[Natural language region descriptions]
----
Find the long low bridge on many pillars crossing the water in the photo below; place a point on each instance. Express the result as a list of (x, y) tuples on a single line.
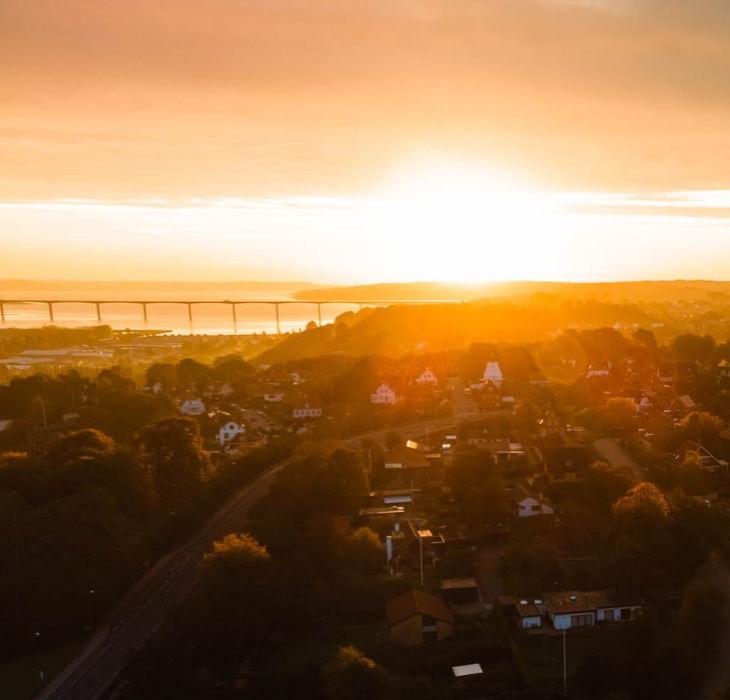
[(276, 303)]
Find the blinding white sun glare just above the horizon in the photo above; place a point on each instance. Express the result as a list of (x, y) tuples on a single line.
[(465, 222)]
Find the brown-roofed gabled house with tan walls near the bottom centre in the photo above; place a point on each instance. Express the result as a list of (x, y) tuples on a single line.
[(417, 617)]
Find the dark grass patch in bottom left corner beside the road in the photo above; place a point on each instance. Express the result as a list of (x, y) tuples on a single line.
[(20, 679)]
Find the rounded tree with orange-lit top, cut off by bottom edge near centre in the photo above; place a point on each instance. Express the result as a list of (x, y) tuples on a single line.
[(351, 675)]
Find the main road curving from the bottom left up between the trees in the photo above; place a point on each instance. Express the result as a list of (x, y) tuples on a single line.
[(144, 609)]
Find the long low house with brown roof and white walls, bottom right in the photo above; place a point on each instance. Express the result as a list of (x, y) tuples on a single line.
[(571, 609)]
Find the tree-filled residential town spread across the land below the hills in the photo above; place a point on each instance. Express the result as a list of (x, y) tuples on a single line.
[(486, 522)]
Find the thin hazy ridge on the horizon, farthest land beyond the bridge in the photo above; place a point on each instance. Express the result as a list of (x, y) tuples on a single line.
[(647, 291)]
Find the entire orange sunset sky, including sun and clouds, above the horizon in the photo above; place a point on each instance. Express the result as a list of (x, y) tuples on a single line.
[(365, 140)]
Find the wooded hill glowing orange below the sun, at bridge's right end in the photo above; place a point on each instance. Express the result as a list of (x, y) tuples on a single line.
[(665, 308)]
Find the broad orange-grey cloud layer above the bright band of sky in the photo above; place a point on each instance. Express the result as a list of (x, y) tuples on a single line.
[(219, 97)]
----
Pictures are to be left out; repeat all the remaining data exactly.

_WRITTEN ANSWER_
Find the long low bridge on many pillars crossing the water in the photo below; place a point on each instance. Express the result as a list of (x, y) tuples on a single line.
[(276, 303)]
Find the blinding white sun glare just above the horizon in the photo above; place a point on each instance. Express the result as a list of (x, y) tuples on a single line.
[(465, 222)]
Find the brown-roofed gabled house with tan walls near the bottom centre in the photo above; place a point on each instance. Express the result as a list of (x, y) tuples on a single line.
[(417, 617)]
Find the dark grass patch in bottom left corner beside the road in the photo above; place a point on each instance. Express the result as a list of (x, y) tuples on a single line.
[(20, 679)]
Find the rounded tree with orange-lit top, cut off by bottom edge near centre in the photo above; place a point on each instance. Express the result as a list of (x, y) tuples on a single line.
[(351, 675)]
Find the main road curving from the bottom left up between the trees in the photo above; place a point on each instance. Express the result as a list of (x, y) tuples on a single line.
[(144, 609)]
Find the long low house with brown roof and white walls, bottom right in the photo above; place a point on each instance. Express the result as a list of (x, y) tuples on a single line.
[(571, 609)]
Find the tree-filled residential town spread across the land below the hills in the photo above; place a point on each instance. Express the result as a list of (x, y) tuples on a single line.
[(486, 522)]
Find the thin hazy ridge on the horizon, farthest land beyond the bridge in the photo above; place a point on each instance. Express the result as a list of (x, y) tuples on a single line.
[(647, 291)]
Find the entire orange sunset sky, including sun and clouds, above the horizon in the photo above; place a point on each instance. Express the result as a list of (x, y) tuples on a single line.
[(365, 140)]
Find the wooded hill glowing orange below the sun, at bridge's right end in the photo above; place a point on each instance. Express the result as a list of (x, y) tuples on a single line.
[(665, 308)]
Find the broad orange-grey cloud layer above the bright band of sky in the photo above; place a point on each instance. Express the result as a list of (x, y) tuples on a single line.
[(219, 97)]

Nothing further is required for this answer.